### Short problem
Retype every one of the items below, reproducing each line with no changes.

### Supplied records
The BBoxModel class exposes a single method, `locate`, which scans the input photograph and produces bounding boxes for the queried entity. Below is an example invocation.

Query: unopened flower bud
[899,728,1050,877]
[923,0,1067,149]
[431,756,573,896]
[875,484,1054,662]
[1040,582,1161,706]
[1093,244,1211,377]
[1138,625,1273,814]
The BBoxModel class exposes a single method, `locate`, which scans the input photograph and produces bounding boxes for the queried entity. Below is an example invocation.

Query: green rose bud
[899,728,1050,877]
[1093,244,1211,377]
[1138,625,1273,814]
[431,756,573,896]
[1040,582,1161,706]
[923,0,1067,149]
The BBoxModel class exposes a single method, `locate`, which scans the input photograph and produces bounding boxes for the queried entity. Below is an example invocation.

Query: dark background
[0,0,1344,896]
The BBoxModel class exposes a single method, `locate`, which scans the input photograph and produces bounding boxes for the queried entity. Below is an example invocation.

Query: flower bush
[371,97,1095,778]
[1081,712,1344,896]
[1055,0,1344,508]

### Answer for this exercise
The BBoxModel class exposes a single method, `locate`, which scans the input photograph and produces bounding boxes for the queried entity. Below is an example invocation.

Query: unopened flower bud
[899,728,1050,877]
[923,0,1067,149]
[431,756,573,896]
[875,484,1054,662]
[1040,582,1161,706]
[1093,244,1211,377]
[1138,625,1273,814]
The BBoxModel class exposes a single method, `locate`, which scans the input photograph and produces bounding boxes for the queried entity. Below is an example invocation.

Query: green rose bud
[899,728,1050,877]
[1093,244,1211,377]
[1138,625,1273,814]
[431,756,573,896]
[1040,582,1161,706]
[923,0,1067,149]
The BBoxModel class exposes a single method, `locate`, which scans the input photograph and produces bounding boxes for the queried entity. Below is an example invocation.

Query: dark background
[0,0,1344,896]
The BBoxModel class exposes a single method, `locate`, which scans the input photograph and produces bounding boxes for the queried entity. Below is an example invocation.

Query: flower bush
[371,97,1095,778]
[1081,712,1344,896]
[1055,0,1344,508]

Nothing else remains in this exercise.